The TNVPK classrooms participating in the evaluation study were among those where more eligible children were expected to apply for the program than there were seats available. Under such circumstances, only some applicants can be admitted and, of necessity, some must be turned away. The participating programs agreed to make this decision on the basis of chance. The classrooms are spread across the state in both urban and rural districts.

This procedure was used for two cohorts of children, TNVPK applicants for the 2009‐10 and 2010‐11 school years, and resulted in more than 3000 randomly assigned children. Both the children who participated in TNVPK and those who did not are being tracked through the state education database, and information on various aspects of their academic performance and status is being collected each year. State achievement test data will be available for the first time on this larger sample in late fall of 2015.

In addition, parental consent was obtained for a portion of this randomized sample, referred to as the “Intensive Substudy.” A total of 1076 children in this intensive substudy were directly assessed by the research team with a battery of early learning achievement measures and rated by their teachers on important “non-cognitive” skills in each year of the study through the end of 3rd grade. As four year olds, the 303 children in the control group were primarily cared for in their homes; only 25.6% of them participated in a formal preschool program, none in a TNVPK classroom.

Because of differences in consent rates by parents in the treatment and control conditions for participation of their children in the intensive substudy, the results presented here and in our most recent report are analyzed by comparing children who did vs. did not attend a TNVPK classroom for at least 20 days, thereby assigning control group status to children who won the lottery for admission to TNVPK but did not participate in the program or only did so for a few days. The availability of pre-test data for all the intensive substudy children on the same cognitive measures used to assess later outcomes allows us to successfully address the major threat to the interpretation of the results from this particular analytic approach, the possibility that the children in the two groups differed in cognitive skills or socioeconomic status at the beginning of the pre-K year: Small differences were detected on only two variables, about what would have been expected by chance given the number of variables involved. These were controlled for statistically.

Entries drawn from a collection:
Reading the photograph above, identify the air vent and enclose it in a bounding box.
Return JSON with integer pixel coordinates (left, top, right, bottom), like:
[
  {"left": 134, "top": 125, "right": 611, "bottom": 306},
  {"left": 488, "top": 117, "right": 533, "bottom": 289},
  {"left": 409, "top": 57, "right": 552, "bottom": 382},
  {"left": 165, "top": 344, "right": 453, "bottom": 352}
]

● **Instruction A**
In the TNVPK evaluation text, what share of the control group children took part in a formal preschool program?
● **Instruction B**
List every figure in the TNVPK evaluation text that gives a number of children.
● **Instruction C**
Write out the part of the TNVPK evaluation text starting at "This procedure was" and ending at "fall of 2015.".

● **Response A**
25.6%

● **Response B**
- More than 3000 (randomly assigned children)
- 1076 (children in the intensive substudy)
- 303 (children in the control group)

● **Response C**
This procedure was used for two cohorts of children, TNVPK applicants for the 2009‐10 and 2010‐11 school years, and resulted in more than 3000 randomly assigned children. Both the children who participated in TNVPK and those who did not are being tracked through the state education database, and information on various aspects of their academic performance and status is being collected each year. State achievement test data will be available for the first time on this larger sample in late fall of 2015.